### Source document
===
A child looks after cattle near Tis Isat at the Blue Nile. 84 percent of Ethiopia's population lives in rural areas and highly depends on agricultural activities for income and subsistence. (© picture-alliance, Sergi Reboredo)

Ethiopian development policy has taken a modernist approach that goes back to the expansionist empire-building project in the late 19th century. It goes along with narratives of transforming pastoralism into an agrarian system, shifting smallholder agriculture into commercial plantation farming, villagization (resettlement of people into designated villages), urbanization, and – in the post-1991 period – transforming peri-urban agricultural lands into building plots, industrial zones and floriculture plantations run by big companies. Over the last three decades, successive governments sought to develop Ethiopia through commercial agriculture, the expansion of industries and mega-development projects such as hydroelectric dams that have led to the displacement of thousands of people, land dispossession, and environmental pollution (e.g. in the cases of mining, flower farming, and tanner industries). As a consequence, land grabbing (the partly illegitimate appropriation of large-scale lands by corporate investors) became a major field of conflict in Ethiopia. Land grabbing both in the country’s pastoralist lowlands as well as agrarian highlands leads to a severe disruption of local communities’ livelihoods, which in turn is triggering migration and environmental destruction. This article provides a concise analysis of Ethiopia’s development and modernization path with an emphasis on land grabbing and resource appropriation that has led to displacement and internal migration. It also gives insights into the situation of (internal) migrants and the problems they face.
===
### Dataset content
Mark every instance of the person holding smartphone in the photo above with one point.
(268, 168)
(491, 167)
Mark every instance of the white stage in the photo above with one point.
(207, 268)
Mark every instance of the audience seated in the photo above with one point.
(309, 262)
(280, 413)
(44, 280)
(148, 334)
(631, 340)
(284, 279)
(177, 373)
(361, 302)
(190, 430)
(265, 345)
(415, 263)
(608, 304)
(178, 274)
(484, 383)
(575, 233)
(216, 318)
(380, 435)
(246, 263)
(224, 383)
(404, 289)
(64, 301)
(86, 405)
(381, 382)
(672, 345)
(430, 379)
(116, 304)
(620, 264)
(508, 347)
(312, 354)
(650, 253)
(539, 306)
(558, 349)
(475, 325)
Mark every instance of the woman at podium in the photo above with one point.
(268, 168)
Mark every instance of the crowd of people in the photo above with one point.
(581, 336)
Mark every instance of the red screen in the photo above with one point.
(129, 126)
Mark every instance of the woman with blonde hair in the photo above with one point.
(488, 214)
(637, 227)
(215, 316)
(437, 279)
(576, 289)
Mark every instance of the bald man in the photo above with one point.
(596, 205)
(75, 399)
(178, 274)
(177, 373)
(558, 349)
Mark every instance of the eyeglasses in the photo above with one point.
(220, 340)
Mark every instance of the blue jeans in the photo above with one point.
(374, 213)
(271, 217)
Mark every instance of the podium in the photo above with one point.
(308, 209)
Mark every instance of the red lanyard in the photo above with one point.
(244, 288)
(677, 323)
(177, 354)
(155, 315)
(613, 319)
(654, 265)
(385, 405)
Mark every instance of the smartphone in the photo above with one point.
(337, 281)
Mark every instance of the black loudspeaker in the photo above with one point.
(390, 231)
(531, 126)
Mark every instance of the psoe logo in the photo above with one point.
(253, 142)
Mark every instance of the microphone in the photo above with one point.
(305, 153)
===
### Directions
1. Update the text on Ethiopian development from "A child looks" to "picture-alliance, Sergi Reboredo)", using "goats" in place of "cattle".
2. Write what comes next in the text on Ethiopian development, picking up after its final sentence.

### Solved tasks
1.
A child looks after goats near Tis Isat at the Blue Nile. 84 percent of Ethiopia's population lives in rural areas and highly depends on agricultural activities for income and subsistence. (© picture-alliance, Sergi Reboredo)

2.
Development through Dispossession: Ethiopia’s Top-down Development Model

Since the mid-19th century, successive Ethiopian rulers and governments have sought to foster Ethiopia’s development by emulating development models from more developed states – an approach which Christopher Clapham described as "politics of development emulation". Despite differences in their political ideologies, successive regimes showed commonalities in terms of land policies, dispossession of peasants and pastoralists, and narratives of modernization. For instance, in the 1960s emperor Haile Selassie launched massive commercial farming in Awash Valley by granting concessions to foreign investors. The successive socialist military regime under Mengistu Haile Mariam continued on a similar path and pursued a nation-wide villagization program in the 1970s and 1980s. Likewise, the regime of the Ethiopian Peoples' Revolutionary Democratic Front (EPRDF ) – despite its Marxist ideology – pursued a development policy that meant a shift of the 1960s/70s motto of "land to the tiller" to "land to investors" by dispossessing smallholder farmers and pastoralists and leasing out large tracts of land to foreign and domestic investors. Since 1991, millions of hectares of arable land in lowlands as well as highlands have been leased out to investors for the cultivation of cash crops and cereals, real estate development, flower farms and ranching, resulting in the displacement of local communities. The EPRDF regime’s "developmental state"-model that granted the state uncontested power over development interventions and land appropriation without local community participation eventually made the state one of the major land grabbers – i.e. the state expropriates land from farmers and pastoralists and leases it out to foreign and domestic investors. Since 84 percent of Ethiopia's population lives in rural areas and highly depends on agricultural activities for income and subsistence, land grabbing has severe consequences for the livelihoods of large segments of the country's population.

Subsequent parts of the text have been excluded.